REQUIRED TASK. Count the lines in the records below that contain the word "brick". Give only that number.

+===+

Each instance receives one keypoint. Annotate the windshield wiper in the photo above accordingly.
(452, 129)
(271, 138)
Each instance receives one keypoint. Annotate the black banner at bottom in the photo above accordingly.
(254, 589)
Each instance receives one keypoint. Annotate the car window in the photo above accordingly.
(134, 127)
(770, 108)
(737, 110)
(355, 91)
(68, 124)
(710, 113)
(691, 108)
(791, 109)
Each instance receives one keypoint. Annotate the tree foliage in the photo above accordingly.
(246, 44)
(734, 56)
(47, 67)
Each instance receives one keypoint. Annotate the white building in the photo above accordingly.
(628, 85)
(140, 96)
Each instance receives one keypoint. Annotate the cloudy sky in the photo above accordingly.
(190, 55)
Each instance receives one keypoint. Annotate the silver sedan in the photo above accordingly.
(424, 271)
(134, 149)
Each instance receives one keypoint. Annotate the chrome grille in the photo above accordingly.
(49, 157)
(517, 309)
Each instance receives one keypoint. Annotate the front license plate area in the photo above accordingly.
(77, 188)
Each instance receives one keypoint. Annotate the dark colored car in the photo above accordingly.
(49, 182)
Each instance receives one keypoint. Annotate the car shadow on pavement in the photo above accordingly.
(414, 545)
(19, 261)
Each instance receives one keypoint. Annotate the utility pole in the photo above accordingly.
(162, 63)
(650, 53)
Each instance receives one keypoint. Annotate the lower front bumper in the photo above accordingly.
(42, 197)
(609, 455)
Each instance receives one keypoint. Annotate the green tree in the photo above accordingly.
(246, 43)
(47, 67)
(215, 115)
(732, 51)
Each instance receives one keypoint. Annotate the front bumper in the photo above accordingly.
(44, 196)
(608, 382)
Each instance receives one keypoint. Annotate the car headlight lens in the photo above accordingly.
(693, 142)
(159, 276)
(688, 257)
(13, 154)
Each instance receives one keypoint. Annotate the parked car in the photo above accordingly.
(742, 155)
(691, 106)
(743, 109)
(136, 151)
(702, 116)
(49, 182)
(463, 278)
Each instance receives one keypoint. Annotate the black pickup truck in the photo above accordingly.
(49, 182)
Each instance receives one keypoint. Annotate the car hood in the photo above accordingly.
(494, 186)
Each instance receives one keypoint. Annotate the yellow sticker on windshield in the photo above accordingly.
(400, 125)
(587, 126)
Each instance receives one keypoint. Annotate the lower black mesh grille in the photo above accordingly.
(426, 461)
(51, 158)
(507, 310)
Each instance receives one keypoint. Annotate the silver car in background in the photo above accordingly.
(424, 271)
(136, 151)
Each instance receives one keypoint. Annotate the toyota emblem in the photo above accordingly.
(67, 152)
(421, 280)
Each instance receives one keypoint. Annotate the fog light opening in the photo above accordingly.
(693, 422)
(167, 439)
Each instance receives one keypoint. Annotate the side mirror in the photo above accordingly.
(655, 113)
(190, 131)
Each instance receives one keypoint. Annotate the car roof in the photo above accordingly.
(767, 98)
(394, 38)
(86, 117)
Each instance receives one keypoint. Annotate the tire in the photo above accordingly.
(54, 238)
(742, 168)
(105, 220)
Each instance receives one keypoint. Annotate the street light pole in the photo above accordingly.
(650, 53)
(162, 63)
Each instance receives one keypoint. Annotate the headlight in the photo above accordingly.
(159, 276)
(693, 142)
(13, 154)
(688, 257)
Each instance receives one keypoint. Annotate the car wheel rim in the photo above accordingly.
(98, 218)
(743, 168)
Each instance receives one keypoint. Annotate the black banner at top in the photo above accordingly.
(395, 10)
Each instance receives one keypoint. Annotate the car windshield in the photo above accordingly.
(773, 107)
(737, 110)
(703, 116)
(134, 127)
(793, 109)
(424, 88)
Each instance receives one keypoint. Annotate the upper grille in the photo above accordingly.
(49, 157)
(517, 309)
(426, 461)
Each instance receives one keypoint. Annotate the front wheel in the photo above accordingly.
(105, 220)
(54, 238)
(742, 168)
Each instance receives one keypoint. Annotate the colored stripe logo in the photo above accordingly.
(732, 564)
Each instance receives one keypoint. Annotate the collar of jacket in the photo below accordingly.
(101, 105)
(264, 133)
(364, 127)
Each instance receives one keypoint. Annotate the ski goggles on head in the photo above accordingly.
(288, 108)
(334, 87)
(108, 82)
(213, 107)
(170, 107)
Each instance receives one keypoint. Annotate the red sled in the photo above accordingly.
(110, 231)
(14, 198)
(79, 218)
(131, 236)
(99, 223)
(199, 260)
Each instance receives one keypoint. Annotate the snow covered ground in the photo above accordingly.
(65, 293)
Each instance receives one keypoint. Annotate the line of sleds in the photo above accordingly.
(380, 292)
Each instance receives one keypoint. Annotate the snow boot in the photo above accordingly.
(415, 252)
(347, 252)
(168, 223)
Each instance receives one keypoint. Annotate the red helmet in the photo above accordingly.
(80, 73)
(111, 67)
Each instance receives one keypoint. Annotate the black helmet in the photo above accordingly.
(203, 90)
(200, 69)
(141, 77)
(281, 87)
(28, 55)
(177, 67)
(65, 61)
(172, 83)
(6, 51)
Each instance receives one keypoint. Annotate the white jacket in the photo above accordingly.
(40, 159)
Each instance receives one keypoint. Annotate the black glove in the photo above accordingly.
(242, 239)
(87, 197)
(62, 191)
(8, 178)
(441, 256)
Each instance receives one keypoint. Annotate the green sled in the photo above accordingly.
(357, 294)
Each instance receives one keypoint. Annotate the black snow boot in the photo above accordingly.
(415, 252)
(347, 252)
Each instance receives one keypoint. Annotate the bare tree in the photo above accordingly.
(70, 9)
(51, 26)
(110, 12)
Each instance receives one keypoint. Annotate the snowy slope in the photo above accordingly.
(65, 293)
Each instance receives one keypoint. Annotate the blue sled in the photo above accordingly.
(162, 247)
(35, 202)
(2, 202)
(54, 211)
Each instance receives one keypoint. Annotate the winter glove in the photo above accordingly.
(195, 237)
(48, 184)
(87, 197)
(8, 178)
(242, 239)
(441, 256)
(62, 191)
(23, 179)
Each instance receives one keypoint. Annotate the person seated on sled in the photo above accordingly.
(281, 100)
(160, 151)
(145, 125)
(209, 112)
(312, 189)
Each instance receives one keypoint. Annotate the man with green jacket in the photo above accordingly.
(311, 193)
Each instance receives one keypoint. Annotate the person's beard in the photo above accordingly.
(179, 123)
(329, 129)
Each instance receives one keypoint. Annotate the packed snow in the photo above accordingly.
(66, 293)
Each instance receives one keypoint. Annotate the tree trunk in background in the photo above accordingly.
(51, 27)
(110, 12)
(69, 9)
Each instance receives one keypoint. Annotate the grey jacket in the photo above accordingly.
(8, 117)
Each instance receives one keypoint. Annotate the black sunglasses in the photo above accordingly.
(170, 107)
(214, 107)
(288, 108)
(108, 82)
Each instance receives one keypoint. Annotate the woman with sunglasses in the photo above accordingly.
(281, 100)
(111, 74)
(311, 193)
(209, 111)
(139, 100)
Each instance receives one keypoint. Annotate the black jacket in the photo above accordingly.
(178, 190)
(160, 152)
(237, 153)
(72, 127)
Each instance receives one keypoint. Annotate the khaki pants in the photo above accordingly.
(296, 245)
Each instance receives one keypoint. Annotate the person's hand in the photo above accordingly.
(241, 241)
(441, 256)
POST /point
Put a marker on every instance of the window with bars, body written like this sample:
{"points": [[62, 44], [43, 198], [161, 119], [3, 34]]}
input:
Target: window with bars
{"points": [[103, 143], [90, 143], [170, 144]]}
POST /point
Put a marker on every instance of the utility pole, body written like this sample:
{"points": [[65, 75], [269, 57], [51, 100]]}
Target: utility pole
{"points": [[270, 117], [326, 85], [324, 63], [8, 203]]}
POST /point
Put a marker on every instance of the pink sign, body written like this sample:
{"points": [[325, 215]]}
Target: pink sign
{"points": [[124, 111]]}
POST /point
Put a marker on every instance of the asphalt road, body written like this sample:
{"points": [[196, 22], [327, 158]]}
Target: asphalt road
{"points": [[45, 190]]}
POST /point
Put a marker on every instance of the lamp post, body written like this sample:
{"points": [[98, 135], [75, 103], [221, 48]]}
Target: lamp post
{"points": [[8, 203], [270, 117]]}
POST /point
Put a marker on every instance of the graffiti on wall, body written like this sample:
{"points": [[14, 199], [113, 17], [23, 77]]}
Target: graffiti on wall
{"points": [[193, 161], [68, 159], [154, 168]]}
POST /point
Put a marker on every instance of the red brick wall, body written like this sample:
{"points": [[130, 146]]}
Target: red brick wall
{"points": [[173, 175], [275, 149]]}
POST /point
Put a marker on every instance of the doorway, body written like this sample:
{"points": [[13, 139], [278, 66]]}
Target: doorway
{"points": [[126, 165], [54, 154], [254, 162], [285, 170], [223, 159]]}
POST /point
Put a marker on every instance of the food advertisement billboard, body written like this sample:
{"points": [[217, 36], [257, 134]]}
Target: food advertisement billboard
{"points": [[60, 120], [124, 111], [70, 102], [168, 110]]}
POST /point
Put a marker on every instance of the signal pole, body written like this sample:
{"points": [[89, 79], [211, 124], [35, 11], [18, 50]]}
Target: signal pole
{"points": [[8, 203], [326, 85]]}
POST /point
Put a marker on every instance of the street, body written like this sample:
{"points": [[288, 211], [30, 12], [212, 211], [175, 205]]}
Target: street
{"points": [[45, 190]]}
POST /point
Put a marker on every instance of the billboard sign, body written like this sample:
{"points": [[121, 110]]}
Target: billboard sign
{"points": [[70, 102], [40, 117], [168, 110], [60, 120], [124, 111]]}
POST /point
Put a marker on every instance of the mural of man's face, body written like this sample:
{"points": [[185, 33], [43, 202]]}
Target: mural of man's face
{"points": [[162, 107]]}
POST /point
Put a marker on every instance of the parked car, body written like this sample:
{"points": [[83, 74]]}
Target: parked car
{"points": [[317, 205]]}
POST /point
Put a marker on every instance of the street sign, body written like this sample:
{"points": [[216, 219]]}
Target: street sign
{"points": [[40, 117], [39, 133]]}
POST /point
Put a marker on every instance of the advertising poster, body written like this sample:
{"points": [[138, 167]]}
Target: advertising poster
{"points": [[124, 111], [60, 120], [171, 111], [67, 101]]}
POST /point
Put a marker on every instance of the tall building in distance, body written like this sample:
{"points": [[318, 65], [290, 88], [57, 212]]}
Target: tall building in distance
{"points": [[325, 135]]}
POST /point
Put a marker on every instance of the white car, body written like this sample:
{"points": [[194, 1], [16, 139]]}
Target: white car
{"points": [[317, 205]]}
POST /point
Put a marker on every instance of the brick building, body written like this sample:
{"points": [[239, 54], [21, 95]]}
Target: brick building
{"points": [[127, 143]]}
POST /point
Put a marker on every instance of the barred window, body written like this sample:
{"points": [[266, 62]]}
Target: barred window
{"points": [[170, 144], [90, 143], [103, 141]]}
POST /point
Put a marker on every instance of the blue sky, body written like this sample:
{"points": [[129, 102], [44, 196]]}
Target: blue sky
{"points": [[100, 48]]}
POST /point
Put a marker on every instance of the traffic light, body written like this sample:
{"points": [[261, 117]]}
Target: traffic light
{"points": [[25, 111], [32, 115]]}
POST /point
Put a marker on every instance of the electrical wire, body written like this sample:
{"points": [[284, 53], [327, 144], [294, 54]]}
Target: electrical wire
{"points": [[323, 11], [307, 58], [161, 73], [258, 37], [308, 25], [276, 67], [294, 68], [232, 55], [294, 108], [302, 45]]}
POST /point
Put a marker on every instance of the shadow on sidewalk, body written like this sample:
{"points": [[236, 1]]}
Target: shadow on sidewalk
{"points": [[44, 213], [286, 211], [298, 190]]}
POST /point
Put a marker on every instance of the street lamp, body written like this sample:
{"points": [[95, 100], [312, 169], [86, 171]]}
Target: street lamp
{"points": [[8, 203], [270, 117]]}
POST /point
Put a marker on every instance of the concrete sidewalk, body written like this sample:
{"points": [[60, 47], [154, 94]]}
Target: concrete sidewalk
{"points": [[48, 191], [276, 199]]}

+===+

SOLUTION FOR THIS EXERCISE. 4